> **AIM OF THE TASK**
The records appear below. Copy each one exactly.

------------------------

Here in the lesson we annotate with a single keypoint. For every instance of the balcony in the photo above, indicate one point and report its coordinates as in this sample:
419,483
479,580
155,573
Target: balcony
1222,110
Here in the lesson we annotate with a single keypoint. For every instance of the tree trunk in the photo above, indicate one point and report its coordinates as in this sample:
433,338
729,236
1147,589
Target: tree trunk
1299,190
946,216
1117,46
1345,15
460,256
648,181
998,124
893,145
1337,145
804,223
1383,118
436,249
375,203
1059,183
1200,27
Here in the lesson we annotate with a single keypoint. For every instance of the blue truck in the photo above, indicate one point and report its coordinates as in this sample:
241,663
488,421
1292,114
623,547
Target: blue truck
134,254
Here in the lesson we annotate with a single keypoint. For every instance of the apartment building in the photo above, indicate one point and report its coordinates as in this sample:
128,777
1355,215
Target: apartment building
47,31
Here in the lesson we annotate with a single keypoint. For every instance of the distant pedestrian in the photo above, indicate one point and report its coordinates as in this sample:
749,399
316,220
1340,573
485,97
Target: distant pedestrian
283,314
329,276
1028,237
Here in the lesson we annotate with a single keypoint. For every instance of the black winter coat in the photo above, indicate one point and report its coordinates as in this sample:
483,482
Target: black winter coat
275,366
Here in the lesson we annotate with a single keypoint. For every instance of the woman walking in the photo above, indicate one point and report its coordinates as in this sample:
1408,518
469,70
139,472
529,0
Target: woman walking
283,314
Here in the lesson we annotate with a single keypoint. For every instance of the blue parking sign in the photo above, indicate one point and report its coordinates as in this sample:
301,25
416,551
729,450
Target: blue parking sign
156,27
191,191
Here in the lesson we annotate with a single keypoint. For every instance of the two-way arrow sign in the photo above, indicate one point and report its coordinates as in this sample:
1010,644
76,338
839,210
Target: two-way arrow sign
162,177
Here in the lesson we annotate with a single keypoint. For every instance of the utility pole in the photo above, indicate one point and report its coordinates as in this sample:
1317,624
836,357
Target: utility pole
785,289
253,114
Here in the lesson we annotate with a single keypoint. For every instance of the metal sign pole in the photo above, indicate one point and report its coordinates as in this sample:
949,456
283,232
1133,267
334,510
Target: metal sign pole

------------------------

> **SOLUTION BELOW**
Here in the lesson we annotate with a single keypoint. For every instance of the balcony in the photo above, indicate one point and report its coordinates as in this sample:
419,483
479,580
155,573
Target: balcony
1222,110
Here in the lesson we annotate with a single keypoint. For every instance of the tree trunk in the photo above, indicate one point and report its coordinates as in this sample:
433,338
729,236
1147,589
Target: tree trunk
1299,190
946,216
1117,46
1345,15
460,256
648,181
998,124
893,145
1337,145
804,223
1383,118
436,249
375,203
1059,183
1200,27
Here in the lesson we annotate with a single keypoint. For every instance of the blue truck in the photo above, indicate one point and report its coordinates as in this sample:
241,663
488,421
1292,114
623,547
Target: blue truck
134,254
Here in the lesson we annotate with a single keypoint. For every instance of the apartment building in the photo above, indicate one point and report its coordinates as in this sample:
128,777
1355,215
Target: apartment building
47,31
Here in the lesson we annotate with a single keypoint. For every instance of the distant pedestrian in the photo above, indicate one point and report its coordinates as in this sample:
749,399
316,220
1340,573
485,97
Target: distant pedestrian
283,314
329,276
1028,237
Here in the lesson we annotate with a single keypoint. For every instance of the black winter coat in the photo above, indicate one point and report its coordinates as in this sample:
483,482
Target: black winter coat
275,366
Here in the lesson we annotate with a single keypoint. For every instance of the woman walking in the photo above, indicate one point and report its coordinates as in this sample:
1408,518
469,70
139,472
529,0
Target: woman walking
283,314
Here in the lesson we annotate with a single keypoint. For every instance of the blue parking sign in the photo above, indicate one point and report its coordinates as in this sample:
301,25
416,551
729,450
Target: blue parking sign
156,27
191,191
Here in the lesson we annotate with a single keypoint. For every instance of the two-way arrow sign in the photo above, indicate one point and report its coordinates as in this sample:
1010,644
76,338
839,210
Target: two-way arrow sign
162,177
Here in the lesson we annotate with a single keypoint. For every instance of the utility pole in the photo above, indicate one point and report its coordinates as in this sample:
1317,624
836,357
Target: utility pole
785,289
253,114
Here in the lesson we annotate with a single keypoint. For every instance of the metal sign pole in the photo above, indicate one point and report its coordinates as in this sample:
949,456
283,232
1133,267
334,510
Target: metal sign pole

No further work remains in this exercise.